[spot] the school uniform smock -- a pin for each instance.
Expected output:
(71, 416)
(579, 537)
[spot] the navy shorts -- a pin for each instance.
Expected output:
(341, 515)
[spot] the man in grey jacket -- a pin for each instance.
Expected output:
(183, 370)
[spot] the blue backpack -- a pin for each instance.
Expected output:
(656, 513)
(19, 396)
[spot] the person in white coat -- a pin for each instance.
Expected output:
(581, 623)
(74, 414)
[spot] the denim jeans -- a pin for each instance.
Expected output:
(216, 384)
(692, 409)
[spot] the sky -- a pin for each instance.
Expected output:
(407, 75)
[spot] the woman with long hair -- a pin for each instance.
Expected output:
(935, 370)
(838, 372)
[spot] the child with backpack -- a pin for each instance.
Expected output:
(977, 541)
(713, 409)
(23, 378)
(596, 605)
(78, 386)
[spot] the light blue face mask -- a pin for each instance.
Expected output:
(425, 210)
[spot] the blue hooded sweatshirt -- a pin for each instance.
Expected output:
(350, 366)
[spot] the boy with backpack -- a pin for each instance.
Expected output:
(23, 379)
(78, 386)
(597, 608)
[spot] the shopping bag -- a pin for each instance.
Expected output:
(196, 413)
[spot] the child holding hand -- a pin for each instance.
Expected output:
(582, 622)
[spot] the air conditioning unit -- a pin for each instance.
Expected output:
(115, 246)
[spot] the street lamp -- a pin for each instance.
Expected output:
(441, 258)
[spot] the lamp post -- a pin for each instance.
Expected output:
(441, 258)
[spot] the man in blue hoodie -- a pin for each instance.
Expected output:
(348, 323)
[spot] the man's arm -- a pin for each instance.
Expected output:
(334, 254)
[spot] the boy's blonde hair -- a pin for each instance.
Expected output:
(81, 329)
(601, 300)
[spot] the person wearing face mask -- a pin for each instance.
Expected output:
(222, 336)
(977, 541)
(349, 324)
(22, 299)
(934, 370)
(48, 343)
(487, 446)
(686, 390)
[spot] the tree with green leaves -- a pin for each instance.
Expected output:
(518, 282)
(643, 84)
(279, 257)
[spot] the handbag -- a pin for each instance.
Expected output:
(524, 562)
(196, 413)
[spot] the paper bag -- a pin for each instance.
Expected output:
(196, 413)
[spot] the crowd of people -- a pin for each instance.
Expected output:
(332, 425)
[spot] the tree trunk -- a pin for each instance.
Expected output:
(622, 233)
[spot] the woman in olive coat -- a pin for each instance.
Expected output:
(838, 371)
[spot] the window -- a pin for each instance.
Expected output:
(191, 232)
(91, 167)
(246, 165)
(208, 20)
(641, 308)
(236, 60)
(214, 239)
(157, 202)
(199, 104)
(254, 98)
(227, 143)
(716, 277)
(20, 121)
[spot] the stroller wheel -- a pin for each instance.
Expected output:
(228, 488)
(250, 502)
--------------------
What to do - Each line of the material is to be copied exactly.

Worked solution -
[spot] the school uniform smock -- a pin for each instance.
Expected output:
(71, 416)
(579, 537)
[spot] the navy shorts -- a pin for each instance.
Expected output:
(341, 515)
[spot] the man in grey jacket -- a pin for each instance.
Expected output:
(183, 370)
[spot] the blue backpack -- a pin for each instance.
Expected output:
(656, 513)
(19, 396)
[spot] the person in white coat -- a pin for each instance.
Expected output:
(581, 623)
(74, 414)
[spot] the denim jeans -- a pin for each instance.
Expected output:
(216, 384)
(692, 409)
[spot] the sky -- a pin for each instance.
Expected output:
(407, 75)
[spot] the woman with long hair -- a pin for each instance.
Expected output:
(935, 370)
(838, 372)
[spot] the child with backpack -- a pin for each instance.
Expected output:
(977, 541)
(713, 409)
(23, 378)
(596, 605)
(78, 386)
[spot] the light blue face mask -- a pin for each instance.
Expected output:
(425, 210)
[spot] the blue hooded sweatshirt -- a pin for each instance.
Expected output:
(350, 366)
[spot] the boy with backpack -- a pin for each instance.
Expected output:
(23, 379)
(78, 386)
(597, 608)
[spot] the shopping bag -- a pin for each instance.
Expected output:
(196, 413)
[spot] the child holding hand -- a pin for each instance.
Expected output:
(582, 622)
[spot] the air conditioning unit -- a pin for each instance.
Expected output:
(115, 246)
[spot] the street lamp -- a pin for each instance.
Expected output:
(441, 258)
[spot] the lamp post -- a pin for each instance.
Expected output:
(441, 258)
[spot] the man in blue hoodie -- a pin for each instance.
Expected output:
(348, 323)
[spot] the man's arm -- a pin for each instance.
Expected output:
(334, 254)
[spot] the boy's blonde hair -- a pin for each instance.
Expected output:
(81, 329)
(601, 300)
[spot] the person wearing face mask -- a pin for each instance.
Expected output:
(222, 336)
(977, 541)
(349, 324)
(22, 299)
(934, 370)
(48, 343)
(487, 446)
(686, 390)
[spot] the tree with green leaves -- a pin for each instance.
Expected output:
(518, 282)
(643, 84)
(279, 257)
[spot] the handbag -- a pin for each instance.
Expected output:
(524, 562)
(196, 413)
[spot] the paper bag -- a pin for each instance.
Expected output:
(196, 413)
[spot] the crowd of people -- a pin for each instance.
Expected output:
(332, 425)
[spot] the tree trunk -- a pin for each instance.
Expected output:
(622, 233)
[spot] the woman in olive coat -- a pin for each instance.
Expected output:
(838, 371)
[spot] the window -- a pin for each instance.
Expected output:
(191, 232)
(91, 167)
(246, 165)
(208, 20)
(641, 308)
(236, 60)
(214, 239)
(157, 202)
(199, 104)
(254, 98)
(227, 143)
(716, 277)
(20, 121)
[spot] the stroller wheel -- a pin for each instance.
Expected output:
(228, 488)
(250, 502)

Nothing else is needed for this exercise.